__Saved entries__

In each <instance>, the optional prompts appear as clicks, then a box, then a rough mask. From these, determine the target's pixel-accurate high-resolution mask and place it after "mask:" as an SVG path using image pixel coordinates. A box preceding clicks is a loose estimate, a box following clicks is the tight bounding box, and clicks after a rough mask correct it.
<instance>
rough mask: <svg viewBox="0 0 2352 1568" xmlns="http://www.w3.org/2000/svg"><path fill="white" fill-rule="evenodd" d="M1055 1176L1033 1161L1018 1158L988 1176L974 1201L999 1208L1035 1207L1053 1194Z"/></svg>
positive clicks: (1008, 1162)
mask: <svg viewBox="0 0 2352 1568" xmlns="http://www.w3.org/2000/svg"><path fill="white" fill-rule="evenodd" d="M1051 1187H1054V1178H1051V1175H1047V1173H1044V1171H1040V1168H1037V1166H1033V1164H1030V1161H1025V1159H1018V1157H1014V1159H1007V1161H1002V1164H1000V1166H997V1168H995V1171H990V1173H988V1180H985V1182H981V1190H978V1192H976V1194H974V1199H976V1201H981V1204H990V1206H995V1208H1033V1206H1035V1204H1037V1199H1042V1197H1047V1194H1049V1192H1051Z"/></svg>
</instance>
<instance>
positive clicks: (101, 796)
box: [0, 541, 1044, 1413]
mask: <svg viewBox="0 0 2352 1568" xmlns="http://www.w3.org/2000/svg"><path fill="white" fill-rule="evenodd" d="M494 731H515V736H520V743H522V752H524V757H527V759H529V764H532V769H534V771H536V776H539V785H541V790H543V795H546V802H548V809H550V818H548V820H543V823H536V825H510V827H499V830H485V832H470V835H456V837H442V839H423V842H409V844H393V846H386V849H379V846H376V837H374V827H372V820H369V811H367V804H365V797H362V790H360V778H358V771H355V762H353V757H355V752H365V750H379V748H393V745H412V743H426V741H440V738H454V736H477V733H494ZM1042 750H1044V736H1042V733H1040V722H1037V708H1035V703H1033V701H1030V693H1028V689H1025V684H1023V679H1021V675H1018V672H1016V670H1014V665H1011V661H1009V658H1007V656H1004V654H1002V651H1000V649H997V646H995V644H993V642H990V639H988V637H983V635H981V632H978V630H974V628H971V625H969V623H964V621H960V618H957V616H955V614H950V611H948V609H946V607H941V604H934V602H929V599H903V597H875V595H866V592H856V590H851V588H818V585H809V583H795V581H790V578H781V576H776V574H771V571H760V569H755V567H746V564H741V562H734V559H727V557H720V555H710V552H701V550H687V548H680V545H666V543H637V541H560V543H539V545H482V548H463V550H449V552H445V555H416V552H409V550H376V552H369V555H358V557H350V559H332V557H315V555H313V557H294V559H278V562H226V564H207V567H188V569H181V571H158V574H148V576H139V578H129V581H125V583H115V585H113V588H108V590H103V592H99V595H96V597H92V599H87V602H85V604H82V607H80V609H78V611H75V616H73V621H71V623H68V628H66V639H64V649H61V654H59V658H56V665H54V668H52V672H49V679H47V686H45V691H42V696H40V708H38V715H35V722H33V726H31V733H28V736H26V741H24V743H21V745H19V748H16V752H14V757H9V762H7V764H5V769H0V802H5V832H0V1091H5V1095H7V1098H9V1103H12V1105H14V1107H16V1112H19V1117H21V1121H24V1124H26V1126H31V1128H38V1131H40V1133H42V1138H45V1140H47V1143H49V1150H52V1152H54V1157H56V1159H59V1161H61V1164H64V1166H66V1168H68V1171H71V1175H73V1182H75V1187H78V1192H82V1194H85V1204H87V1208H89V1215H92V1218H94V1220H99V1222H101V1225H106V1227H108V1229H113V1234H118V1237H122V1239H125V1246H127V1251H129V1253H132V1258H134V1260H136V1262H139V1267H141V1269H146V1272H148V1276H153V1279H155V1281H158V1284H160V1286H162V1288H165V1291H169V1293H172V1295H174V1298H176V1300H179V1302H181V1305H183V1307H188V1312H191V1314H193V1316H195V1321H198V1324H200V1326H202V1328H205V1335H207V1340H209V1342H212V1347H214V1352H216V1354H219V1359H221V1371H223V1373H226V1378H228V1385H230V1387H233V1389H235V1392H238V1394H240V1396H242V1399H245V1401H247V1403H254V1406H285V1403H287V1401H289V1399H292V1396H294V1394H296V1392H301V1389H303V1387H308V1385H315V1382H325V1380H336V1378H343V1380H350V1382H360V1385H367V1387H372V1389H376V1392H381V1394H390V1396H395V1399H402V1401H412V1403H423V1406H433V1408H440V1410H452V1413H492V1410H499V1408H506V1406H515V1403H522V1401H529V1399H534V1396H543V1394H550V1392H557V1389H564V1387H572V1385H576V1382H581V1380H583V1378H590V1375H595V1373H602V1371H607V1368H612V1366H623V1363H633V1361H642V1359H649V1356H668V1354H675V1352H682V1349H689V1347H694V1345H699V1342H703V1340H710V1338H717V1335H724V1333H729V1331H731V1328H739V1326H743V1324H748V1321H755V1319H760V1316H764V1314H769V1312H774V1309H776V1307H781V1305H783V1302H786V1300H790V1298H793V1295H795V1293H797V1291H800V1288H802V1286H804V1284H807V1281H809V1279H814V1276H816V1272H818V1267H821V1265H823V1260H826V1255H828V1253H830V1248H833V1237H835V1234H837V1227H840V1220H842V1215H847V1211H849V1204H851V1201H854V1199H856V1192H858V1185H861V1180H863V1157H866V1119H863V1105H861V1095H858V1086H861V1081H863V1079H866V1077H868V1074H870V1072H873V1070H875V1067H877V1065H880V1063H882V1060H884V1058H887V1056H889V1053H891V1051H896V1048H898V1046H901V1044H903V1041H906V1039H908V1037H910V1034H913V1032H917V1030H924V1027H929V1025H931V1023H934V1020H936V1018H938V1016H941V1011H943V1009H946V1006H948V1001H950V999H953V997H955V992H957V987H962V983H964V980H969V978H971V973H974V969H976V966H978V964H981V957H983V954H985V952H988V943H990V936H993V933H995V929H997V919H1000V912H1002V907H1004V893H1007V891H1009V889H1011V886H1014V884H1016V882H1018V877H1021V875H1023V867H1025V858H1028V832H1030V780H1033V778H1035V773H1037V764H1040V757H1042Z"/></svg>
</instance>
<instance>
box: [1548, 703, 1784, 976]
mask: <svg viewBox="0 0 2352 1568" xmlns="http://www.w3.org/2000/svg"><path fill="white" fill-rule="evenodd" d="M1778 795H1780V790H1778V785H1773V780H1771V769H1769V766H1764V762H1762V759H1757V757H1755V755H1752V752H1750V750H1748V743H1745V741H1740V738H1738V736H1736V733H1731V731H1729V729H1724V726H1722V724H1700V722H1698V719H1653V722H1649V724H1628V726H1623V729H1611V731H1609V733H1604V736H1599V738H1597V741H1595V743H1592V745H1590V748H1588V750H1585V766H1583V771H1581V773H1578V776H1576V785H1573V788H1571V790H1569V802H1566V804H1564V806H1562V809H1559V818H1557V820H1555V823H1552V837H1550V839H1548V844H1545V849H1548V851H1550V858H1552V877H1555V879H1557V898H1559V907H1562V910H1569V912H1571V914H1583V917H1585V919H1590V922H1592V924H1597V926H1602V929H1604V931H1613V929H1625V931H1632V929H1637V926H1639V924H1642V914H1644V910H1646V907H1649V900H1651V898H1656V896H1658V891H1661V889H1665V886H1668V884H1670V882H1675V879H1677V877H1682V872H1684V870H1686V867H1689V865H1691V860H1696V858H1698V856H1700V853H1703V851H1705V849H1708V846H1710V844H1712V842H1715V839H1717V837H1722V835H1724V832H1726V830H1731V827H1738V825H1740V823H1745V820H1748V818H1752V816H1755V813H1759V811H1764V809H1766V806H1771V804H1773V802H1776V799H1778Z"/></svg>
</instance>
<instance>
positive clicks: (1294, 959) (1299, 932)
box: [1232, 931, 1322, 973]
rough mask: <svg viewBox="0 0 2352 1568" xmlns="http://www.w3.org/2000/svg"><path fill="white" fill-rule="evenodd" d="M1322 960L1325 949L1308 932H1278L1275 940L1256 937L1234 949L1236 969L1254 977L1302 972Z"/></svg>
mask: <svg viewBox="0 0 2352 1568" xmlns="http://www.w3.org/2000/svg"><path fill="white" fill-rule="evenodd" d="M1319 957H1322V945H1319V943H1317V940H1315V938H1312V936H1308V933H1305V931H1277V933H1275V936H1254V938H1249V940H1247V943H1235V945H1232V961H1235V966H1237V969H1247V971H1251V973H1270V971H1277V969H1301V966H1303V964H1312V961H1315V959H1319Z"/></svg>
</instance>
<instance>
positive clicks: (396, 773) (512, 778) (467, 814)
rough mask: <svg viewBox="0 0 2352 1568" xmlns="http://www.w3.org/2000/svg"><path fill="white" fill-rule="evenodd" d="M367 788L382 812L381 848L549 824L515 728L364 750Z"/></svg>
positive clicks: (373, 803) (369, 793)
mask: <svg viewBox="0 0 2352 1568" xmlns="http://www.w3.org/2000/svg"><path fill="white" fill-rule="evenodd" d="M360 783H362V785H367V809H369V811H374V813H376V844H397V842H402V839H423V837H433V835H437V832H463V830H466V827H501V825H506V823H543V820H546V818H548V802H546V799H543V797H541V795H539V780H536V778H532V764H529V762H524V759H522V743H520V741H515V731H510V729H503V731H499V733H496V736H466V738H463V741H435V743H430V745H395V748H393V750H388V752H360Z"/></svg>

__Description of the task__
Quote every line of the records above, from the first down to the one holding "positive clicks: (101, 796)", exactly as written.

__Result for this exercise__
In each <instance>, the optional prompts appear as clicks, then a box, then a rough mask. From these, determine the target's pixel-accurate high-resolution mask and place it after "mask:" as an SVG path using image pixel coordinates. A box preceding clicks is a loose estimate, a box following clicks is the tight bounding box, and clicks after a rough mask correct it.
<instance>
rough mask: <svg viewBox="0 0 2352 1568" xmlns="http://www.w3.org/2000/svg"><path fill="white" fill-rule="evenodd" d="M1055 1176L1033 1161L1018 1158L988 1176L974 1201L999 1208L1035 1207L1053 1194Z"/></svg>
positive clicks: (1008, 1162)
mask: <svg viewBox="0 0 2352 1568" xmlns="http://www.w3.org/2000/svg"><path fill="white" fill-rule="evenodd" d="M1051 1187H1054V1178H1051V1175H1047V1173H1044V1171H1040V1168H1037V1166H1033V1164H1030V1161H1025V1159H1018V1157H1014V1159H1007V1161H1002V1164H1000V1166H997V1168H995V1171H990V1173H988V1180H985V1182H981V1190H978V1192H976V1194H974V1199H976V1201H981V1204H990V1206H995V1208H1033V1206H1035V1204H1037V1199H1042V1197H1047V1194H1049V1192H1051Z"/></svg>
</instance>
<instance>
positive clicks: (101, 796)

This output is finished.